* [What to produce]:
The answer must be an exact copy of the lines from the one containing "Q: Give the pixel coordinates of a point on the man's" through the last line of the records, with no pictures.

* [Entries shown]:
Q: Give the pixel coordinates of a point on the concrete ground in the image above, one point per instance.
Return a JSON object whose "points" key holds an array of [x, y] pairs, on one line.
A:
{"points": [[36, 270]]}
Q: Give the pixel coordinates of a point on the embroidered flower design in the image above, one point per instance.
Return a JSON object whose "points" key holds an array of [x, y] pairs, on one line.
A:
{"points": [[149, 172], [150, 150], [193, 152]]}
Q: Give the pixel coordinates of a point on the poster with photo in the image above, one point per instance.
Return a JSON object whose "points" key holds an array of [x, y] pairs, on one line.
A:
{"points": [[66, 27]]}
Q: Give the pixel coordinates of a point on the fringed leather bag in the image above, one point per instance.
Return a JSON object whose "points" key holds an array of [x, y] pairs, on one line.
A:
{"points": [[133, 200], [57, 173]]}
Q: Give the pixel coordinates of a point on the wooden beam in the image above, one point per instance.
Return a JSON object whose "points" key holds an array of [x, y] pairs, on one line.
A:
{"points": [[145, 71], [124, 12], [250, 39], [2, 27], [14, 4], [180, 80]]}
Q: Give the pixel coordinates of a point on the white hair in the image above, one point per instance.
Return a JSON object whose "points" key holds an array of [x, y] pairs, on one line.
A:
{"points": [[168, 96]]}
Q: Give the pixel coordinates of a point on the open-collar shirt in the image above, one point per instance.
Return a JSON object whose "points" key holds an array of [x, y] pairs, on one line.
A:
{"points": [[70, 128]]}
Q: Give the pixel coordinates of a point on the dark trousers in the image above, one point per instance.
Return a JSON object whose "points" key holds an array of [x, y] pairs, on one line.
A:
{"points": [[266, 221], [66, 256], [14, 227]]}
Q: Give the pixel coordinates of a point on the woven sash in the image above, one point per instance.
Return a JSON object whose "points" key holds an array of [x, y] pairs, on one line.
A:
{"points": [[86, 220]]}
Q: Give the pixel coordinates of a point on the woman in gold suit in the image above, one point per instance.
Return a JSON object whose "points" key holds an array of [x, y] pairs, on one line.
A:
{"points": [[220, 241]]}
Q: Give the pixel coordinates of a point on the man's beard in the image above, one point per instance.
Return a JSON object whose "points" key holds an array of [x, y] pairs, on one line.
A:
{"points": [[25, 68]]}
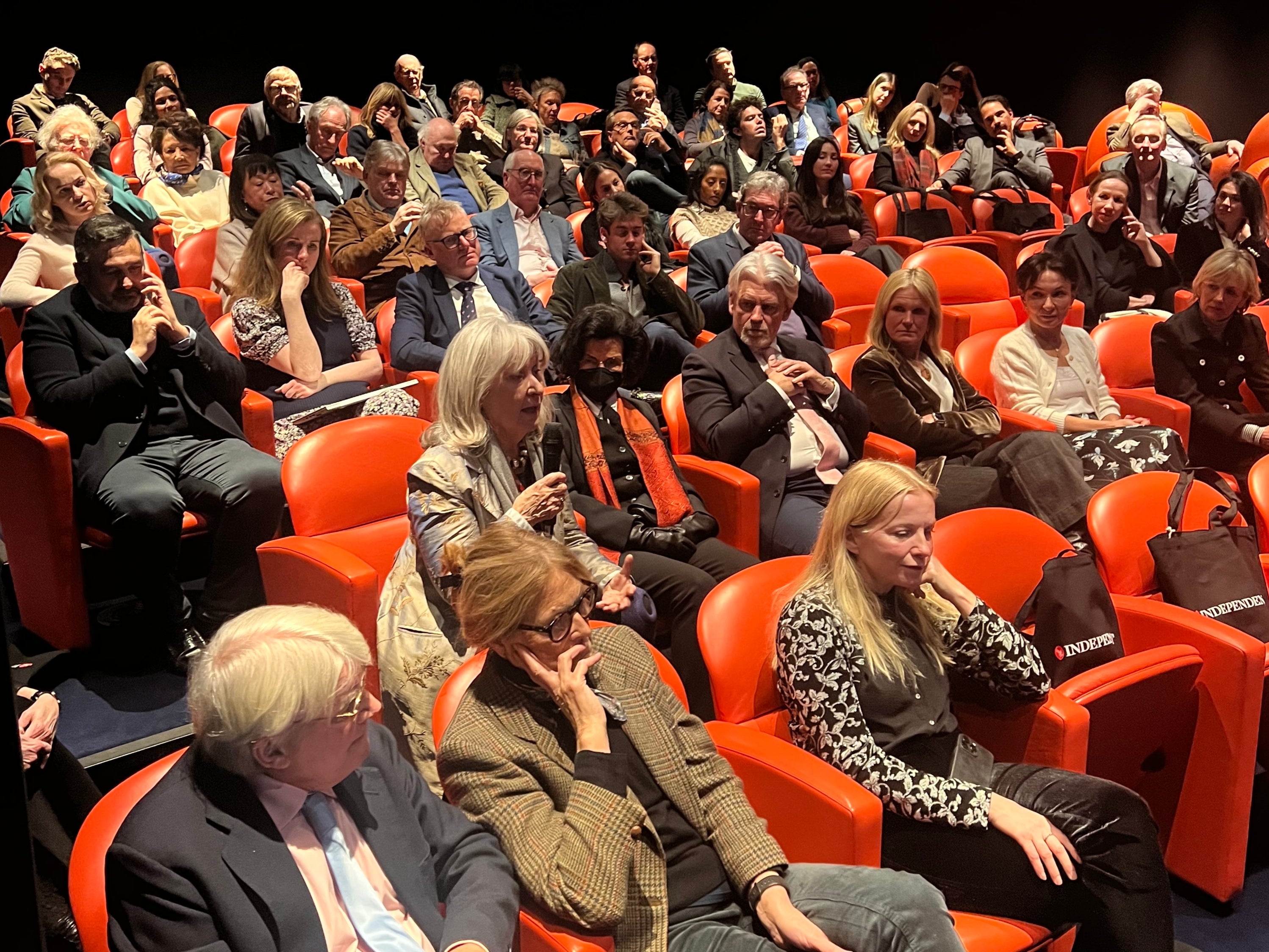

* [Exercise result]:
Q: Give the pixel coordinates of a point on the man's beard in the image above, one point per instance.
Return a JSON object whose "points" key holds an array of [x, y] pairs, on one line.
A:
{"points": [[25, 68]]}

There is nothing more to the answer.